▶ Objective
Rewrite each of the records with "wooden pool deck" changed to "timber pool deck" and all other text kept the same. Omit the pictures from your answer.

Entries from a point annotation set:

........

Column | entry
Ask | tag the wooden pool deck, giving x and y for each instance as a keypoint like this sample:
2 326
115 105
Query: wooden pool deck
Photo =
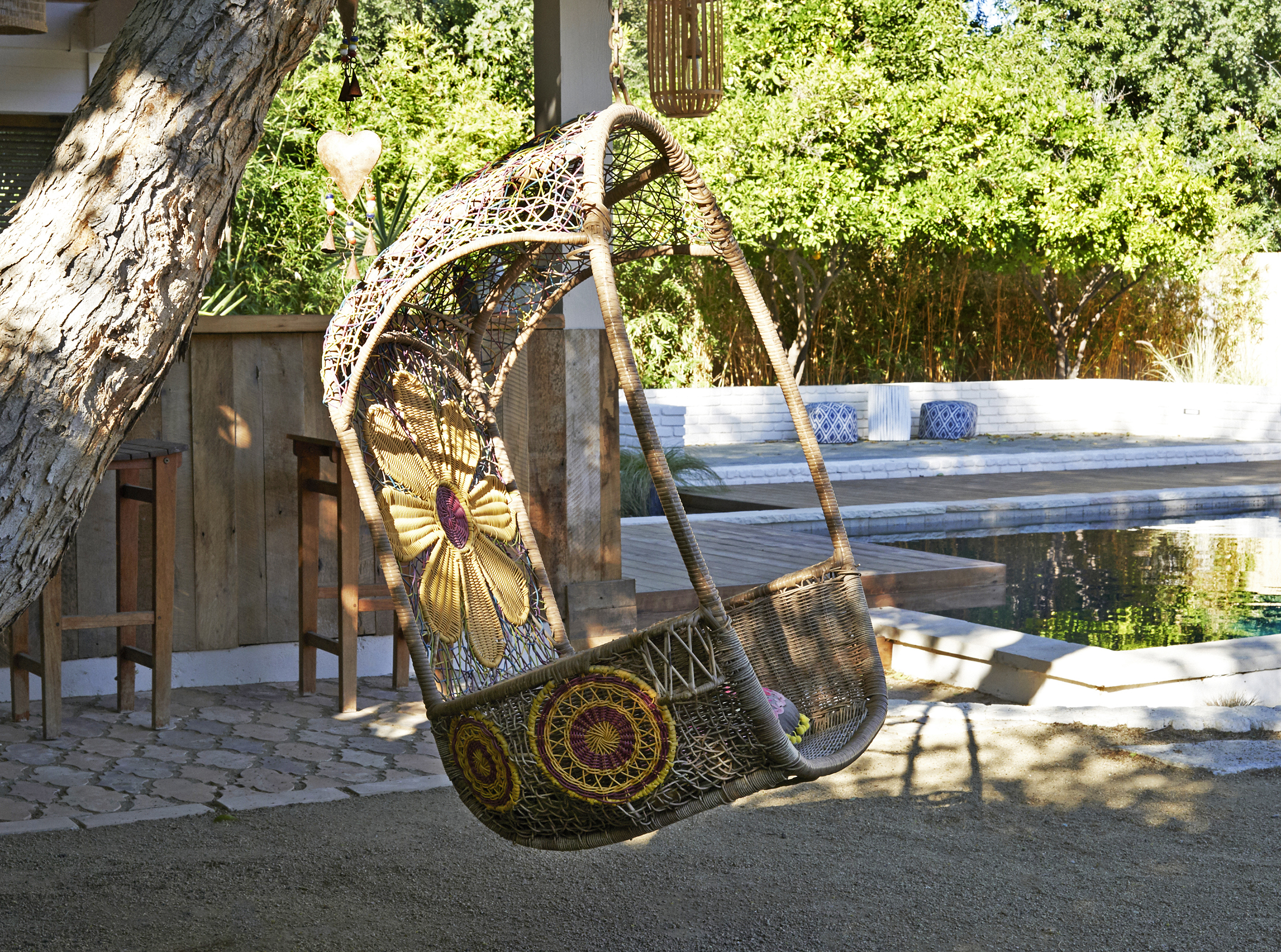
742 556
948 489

........

▶ Result
Column | entry
Ask | tag the timber pool deck, giving x and y for each instance as a keypoint like this sample:
2 326
115 105
Query: timber pool deck
Photo =
742 556
948 489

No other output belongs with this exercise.